## EXERCISE DETAILS
Each line below containing the word "stuffed" needs to be shown.

## Data entries

----

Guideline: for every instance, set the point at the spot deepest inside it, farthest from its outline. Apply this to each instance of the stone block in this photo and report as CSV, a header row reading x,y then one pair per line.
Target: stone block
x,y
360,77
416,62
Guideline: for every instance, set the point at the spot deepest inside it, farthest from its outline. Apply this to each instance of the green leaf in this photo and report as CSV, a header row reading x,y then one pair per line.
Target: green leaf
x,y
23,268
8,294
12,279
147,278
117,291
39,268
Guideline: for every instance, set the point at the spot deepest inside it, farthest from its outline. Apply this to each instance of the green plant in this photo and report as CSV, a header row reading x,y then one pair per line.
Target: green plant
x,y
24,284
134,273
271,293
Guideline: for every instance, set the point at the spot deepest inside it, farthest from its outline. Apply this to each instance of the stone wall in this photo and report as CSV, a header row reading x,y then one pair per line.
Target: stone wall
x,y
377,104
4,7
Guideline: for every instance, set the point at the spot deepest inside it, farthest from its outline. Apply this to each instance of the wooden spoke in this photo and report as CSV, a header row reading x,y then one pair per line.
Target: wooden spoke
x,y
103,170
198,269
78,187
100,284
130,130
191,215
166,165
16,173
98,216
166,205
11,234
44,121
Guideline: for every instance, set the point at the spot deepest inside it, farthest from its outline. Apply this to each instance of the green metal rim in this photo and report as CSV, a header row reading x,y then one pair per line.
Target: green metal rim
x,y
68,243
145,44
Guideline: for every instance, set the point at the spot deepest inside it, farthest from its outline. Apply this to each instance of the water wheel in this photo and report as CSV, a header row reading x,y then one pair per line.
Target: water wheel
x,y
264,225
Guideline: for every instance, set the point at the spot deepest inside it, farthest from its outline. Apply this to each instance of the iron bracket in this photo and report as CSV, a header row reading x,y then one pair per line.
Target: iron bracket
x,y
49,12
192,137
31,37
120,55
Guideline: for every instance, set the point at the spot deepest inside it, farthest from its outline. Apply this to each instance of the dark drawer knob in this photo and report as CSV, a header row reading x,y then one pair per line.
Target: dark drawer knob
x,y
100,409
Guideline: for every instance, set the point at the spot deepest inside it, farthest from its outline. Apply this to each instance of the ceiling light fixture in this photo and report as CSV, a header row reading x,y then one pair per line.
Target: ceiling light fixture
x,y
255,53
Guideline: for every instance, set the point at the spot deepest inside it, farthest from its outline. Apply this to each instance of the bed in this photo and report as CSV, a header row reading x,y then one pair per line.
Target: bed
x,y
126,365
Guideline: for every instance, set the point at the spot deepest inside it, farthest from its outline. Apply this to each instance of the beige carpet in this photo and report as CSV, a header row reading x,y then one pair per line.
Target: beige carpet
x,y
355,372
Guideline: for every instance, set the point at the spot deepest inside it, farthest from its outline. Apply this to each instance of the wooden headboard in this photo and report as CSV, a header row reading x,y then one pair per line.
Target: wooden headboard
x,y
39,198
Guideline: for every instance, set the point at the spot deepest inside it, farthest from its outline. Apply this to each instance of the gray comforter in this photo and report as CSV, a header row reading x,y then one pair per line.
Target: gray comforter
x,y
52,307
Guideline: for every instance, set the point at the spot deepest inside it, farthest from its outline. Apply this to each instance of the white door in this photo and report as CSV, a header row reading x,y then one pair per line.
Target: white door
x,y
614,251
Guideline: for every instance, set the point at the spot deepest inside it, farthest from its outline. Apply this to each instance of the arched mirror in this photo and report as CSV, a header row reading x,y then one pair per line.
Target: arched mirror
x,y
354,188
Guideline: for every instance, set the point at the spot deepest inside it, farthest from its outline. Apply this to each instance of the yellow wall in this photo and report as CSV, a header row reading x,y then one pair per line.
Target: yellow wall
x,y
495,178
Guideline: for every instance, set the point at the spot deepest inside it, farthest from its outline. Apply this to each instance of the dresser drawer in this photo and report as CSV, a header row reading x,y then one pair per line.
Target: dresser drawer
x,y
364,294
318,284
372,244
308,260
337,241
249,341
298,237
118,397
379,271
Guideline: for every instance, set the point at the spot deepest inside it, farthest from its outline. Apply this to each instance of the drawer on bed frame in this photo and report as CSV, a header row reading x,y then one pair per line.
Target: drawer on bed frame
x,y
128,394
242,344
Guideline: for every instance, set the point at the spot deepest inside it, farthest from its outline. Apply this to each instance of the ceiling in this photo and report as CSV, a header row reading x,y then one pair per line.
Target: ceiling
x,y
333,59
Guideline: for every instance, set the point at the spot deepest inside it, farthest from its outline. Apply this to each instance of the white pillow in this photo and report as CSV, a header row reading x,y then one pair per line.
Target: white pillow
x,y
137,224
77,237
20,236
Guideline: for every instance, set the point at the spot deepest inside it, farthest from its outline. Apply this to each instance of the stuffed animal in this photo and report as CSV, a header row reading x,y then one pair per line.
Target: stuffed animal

----

## EXERCISE RESULT
Guideline: for every instance, set the point at the spot deepest inside it, farthest from its outline. Apply this to each instance of the stuffed animal in this photo and report as CSV, a header row reading x,y then one pair per line.
Target: stuffed animal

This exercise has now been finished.